▶
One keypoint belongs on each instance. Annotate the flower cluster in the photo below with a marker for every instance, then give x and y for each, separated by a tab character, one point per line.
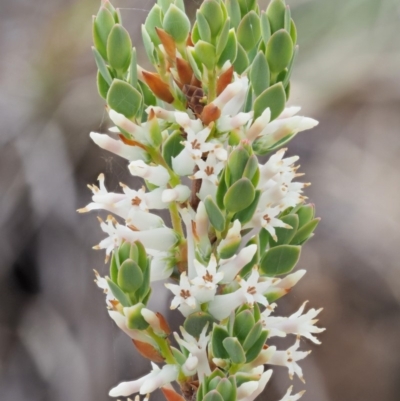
193	131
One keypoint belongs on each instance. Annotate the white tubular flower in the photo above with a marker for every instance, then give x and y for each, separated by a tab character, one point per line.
233	236
206	283
298	324
254	289
160	266
227	123
289	359
232	99
223	305
183	293
282	286
276	165
114	239
289	397
248	392
232	267
261	122
189	368
180	193
156	175
119	148
127	125
120	321
266	218
160	239
147	384
103	284
198	349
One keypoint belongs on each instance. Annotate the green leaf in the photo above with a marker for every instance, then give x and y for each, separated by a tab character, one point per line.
135	320
203	27
213	396
306	213
119	48
239	196
274	97
265	27
280	260
225	388
172	147
102	26
113	268
153	21
102	67
223	38
244	321
276	14
212	12
124	99
304	233
253	336
246	6
285	235
195	323
218	336
234	12
259	74
133	69
102	85
249	31
235	350
245	215
215	215
288	75
130	276
119	294
293	32
255	350
177	24
148	45
279	51
206	53
237	163
230	51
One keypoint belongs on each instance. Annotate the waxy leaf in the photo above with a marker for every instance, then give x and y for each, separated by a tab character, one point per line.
102	26
285	235
218	336
124	99
249	31
130	276
259	74
230	51
276	14
212	12
119	48
235	350
153	21
304	233
244	321
177	24
280	260
195	323
274	97
279	51
119	294
215	215
239	196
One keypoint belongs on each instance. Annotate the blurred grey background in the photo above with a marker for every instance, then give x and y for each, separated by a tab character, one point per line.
56	340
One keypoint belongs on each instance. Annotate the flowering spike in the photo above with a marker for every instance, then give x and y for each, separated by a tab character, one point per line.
192	130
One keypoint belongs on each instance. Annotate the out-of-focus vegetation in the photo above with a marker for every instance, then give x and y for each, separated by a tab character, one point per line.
56	341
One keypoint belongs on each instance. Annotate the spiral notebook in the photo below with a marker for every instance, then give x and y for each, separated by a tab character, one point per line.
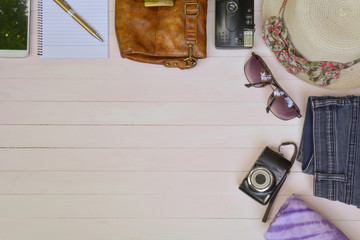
60	36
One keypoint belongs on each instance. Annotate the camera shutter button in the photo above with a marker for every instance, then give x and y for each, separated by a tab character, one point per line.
231	7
◀
Could you print the listing above exactly, without the pictures?

- _REPLY_:
One keypoint belongs on each instance. Annotate the flower cluster in the photo below with a marker for every instance, then give x and y for each, separated by a tab character, one point per line.
193	131
One keypoint belongs on each instance. Annotate the white tubular flower in the photo above with a marker for every instance, then give x and y for each, separated by a tab character, one point per line.
233	236
206	283
298	324
254	289
160	266
227	123
289	359
232	99
223	305
183	293
282	286
276	165
114	239
289	397
248	392
232	267
261	122
189	368
180	193
156	175
119	148
127	125
120	321
266	218
160	239
147	384
103	284
198	349
One keypoint belongs on each instance. Annotate the green leaf in the photo above with a marker for every instance, then give x and y for each, separated by a tab character, one point per line.
135	320
203	27
213	396
306	213
119	48
239	196
274	97
265	27
280	260
225	388
172	147
102	26
113	268
153	21
102	67
223	38
244	321
276	14
212	12
124	99
304	233
253	336
246	6
285	235
195	323
218	336
234	12
259	74
133	69
102	85
249	31
235	350
245	215
215	215
288	75
130	276
119	294
293	32
255	350
177	24
148	45
279	51
206	53
237	163
230	51
One keypoint belongs on each instance. Annotate the waxy leaf in the photo above with a marker for every instance, then give x and y for each, separated by a tab character, one point per line.
102	26
285	235
218	336
124	99
249	31
130	276
259	74
230	51
276	14
212	12
119	48
235	350
153	21
304	233
244	321
177	24
280	260
195	323
274	97
279	51
119	294
215	215
239	196
One keypoint belongs on each instance. Annotate the blurred grey background in the photo above with a marker for every instance, then give x and y for each, separated by a tab character, one point per line.
56	340
One keypoint belongs on each instance. Annotate the flowering spike in the photo above with a marker for every instance, then give x and y for each, separated by a tab character, one point per line.
192	130
One keypoint belongs on each instance. Annotate the out-of-focus vegetation in the photo above with a marker for every instance, then give x and y for each, separated by a tab character, one point per line.
56	341
One keypoint belongs on each instance. Annotate the spiral notebook in the photo below with a marker for every instance, then give x and y for each, separated by a tab character, one point per line.
60	36
One keypoint belongs on each instance. Annotate the camera shutter button in the photo above with a marker for every instance, then give x and y for each, separated by a tab character, one point per line.
231	7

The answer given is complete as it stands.